The fibre basketry of the Gunditjmara people is noted as a cultural tradition, in the World Heritage Listing of the Budj Bim Cultural Landscape in western Victoria, Australia, used for carrying the short-finned eels that were farmed by the people in an extensive aquaculture system.

North America

Native American Basketry

Native Americans traditionally make their baskets from the materials available locally.

Arctic and Subarctic
Arctic and Subarctic tribes use sea grasses for basketry. At the dawn of the 20th century, Inupiaq men began weaving baskets from baleen, a substance derived from whale jaws, and incorporating walrus ivory and whale bone in basketry.

Northeastern

In New England, they weave baskets from Swamp Ash. The wood is peeled off a felled log in strips, following the growth rings of the tree. Maine and Great Lakes tribes use black ash splints. They also weave baskets from sweet grass, as do Canadian tribes.
Birchbark is used throughout the Subarctic, by a wide range of tribes from Dene to Ojibwa to Mi'kmaq. Birchbark baskets are often embellished with dyed porcupine quills. Some of the more notable styles are Nantucket Baskets and Williamsburg Baskets. Nantucket Baskets are large and bulky, while Williamsburg Baskets can be any size, so long as the two sides of the basket bow out slightly and get larger as it is woven up.
Kelly Church (Grand Traverse Band of Ottawa and Chippewa Indians)

Southeastern
Southeastern tribes, such as the Atakapa, Cherokee, Choctaw, and Chitimacha, traditionally use split river cane for basketry. A particularly difficult technique for which these tribes are known is double-weave or double-wall basketry, in which each basketry is formed by an interior and exterior wall seamlessly woven together. Doubleweave, although rare, is still practiced today, for instance by Mike Dart (Cherokee Nation).
Rowena Bradley (Cherokee Nation)
Mike Dart (Cherokee Nation)

Northwestern

Northwestern tribes use spruce root, cedar bark, and swampgrass. Ceremonial basketry hats are particularly valued by Northeast tribes and are worn today at potlatches. Traditionally, women wove basketry hats, and men painted designs on them. Delores Churchill is a Haida from Alaska who began weaving in a time when Haida basketry was in decline, but she and others have ensured it will continue by teaching the next generation.

Delores Churchill (Haida)
Joe Feddersen (Colville)
Boeda Strand (Snohomish)

Californian and Great Basin

Indigenous peoples of California and Great Basin are known for their basketry skills. Coiled baskets are particularly common, woven from sumac, yucca, willow, and basket rush. The works by Californian basket makers include many pieces in museums. 
Elsie Allen (Pomo people)
Mary Knight Benson (Pomo people)
William Ralganal Benson (Pomo people)
Carrie Bethel (Mono Lake Paiute)
Loren Bommelyn (Tolowa)
Nellie Charlie (Mono Lake Paiute/Kucadikadi)
Louisa Keyser "Dat So La Lee" (Washoe people) is arguably the most famous Native American weaver.

(Tasks to perform)
(a) According to the basketry passage, why will Haida basketry continue even though it was in decline when Delores Churchill began weaving? Answer in one to three sentences.
(b) Copy the part of the basketry passage starting at "Northwestern tribes use" and ending at "pieces in museums.".
(c) Carry on the basketry passage from where it stops.
The records that come next are not needed for anything here.

(Data listing)
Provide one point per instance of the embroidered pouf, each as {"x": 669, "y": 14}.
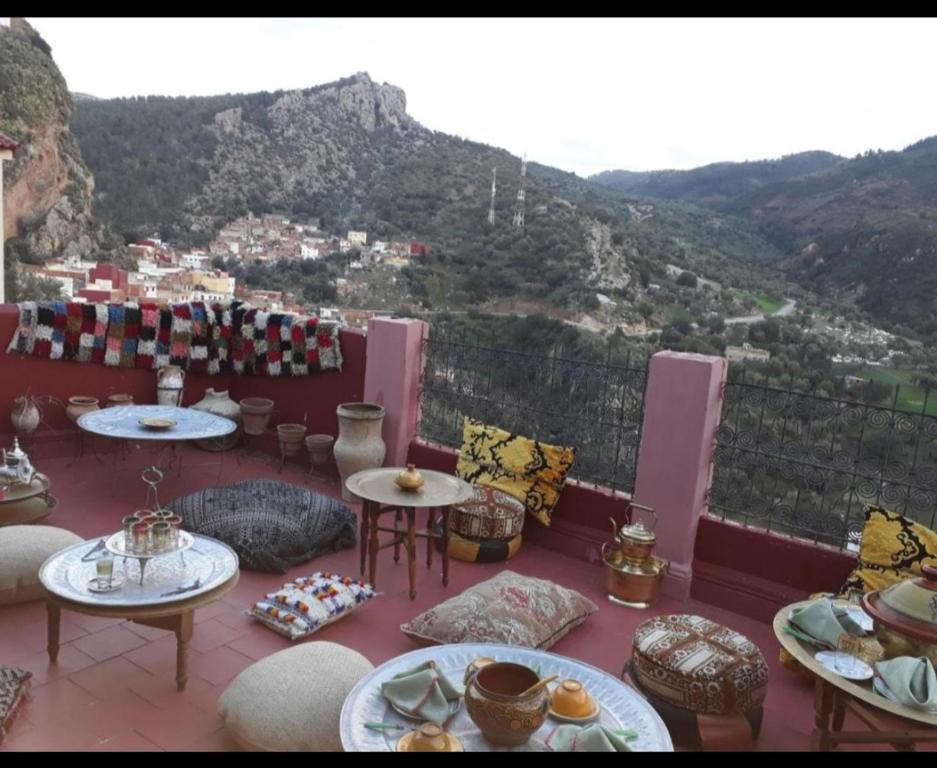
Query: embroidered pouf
{"x": 488, "y": 514}
{"x": 292, "y": 700}
{"x": 705, "y": 680}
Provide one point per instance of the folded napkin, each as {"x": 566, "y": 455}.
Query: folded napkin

(Exercise answers)
(a) Haida basketry will continue because Delores Churchill and others have taught it to the next generation.

(b)
Northwestern tribes use spruce root, cedar bark, and swampgrass. Ceremonial basketry hats are particularly valued by Northeast tribes and are worn today at potlatches. Traditionally, women wove basketry hats, and men painted designs on them. Delores Churchill is a Haida from Alaska who began weaving in a time when Haida basketry was in decline, but she and others have ensured it will continue by teaching the next generation.

Delores Churchill (Haida)
Joe Feddersen (Colville)
Boeda Strand (Snohomish)

Californian and Great Basin

Indigenous peoples of California and Great Basin are known for their basketry skills. Coiled baskets are particularly common, woven from sumac, yucca, willow, and basket rush. The works by Californian basket makers include many pieces in museums.

(c)
Lena Frank Dick (1889-1965) (Washoe people) followed behind Keyser by one generation, and her baskets were frequently mistaken for Keyser's.
L. Frank (Tongva-Acagchemem)
Sarah Jim Mayo (Washoe)
Mabel McKay (Pomo people)
Essie Pinola Parrish (Kashaya-Pomo)
Lucy Telles (Mono Lake Paiute - Kucadikadi)

Southwestern
Annie Antone (Tohono O'odham)
Damian Jim (Navajo)
Terrol Dew Johnson (Tohono O'odham)

Mexico
 
In northwestern Mexico, the Seri people continue to "sew" baskets using splints of the limberbush plant, Jatropha cuneata.

Other North American Basketry
Matt Tommey is a North American artist who weaves sculptural baskets out of kudzu.
Mary Jackson is a world-famous African-American sweetgrass basket weaver. In 2008, she was named a MacArthur Fellow for her basket weaving.

Europe
In Greece, basket weaving is practiced by the anchorite monks of Mount Athos.

Africa

Senegal 
Wolof baskets are a coil basket created by the Wolof tribe of Senegal. These baskets is considered a women's craft, which have been passed across generations. The Wolof baskets were traditionally made by using thin cuts of palm frond and a thick grass called njodax; however contemporary Wolof baskets often incorporate plastic as a replacement for the palm fronds and/or re-use of discarded prayer mat materials. These baskets are strong and used for laundry hampers, planters, bowls, rugs, and more.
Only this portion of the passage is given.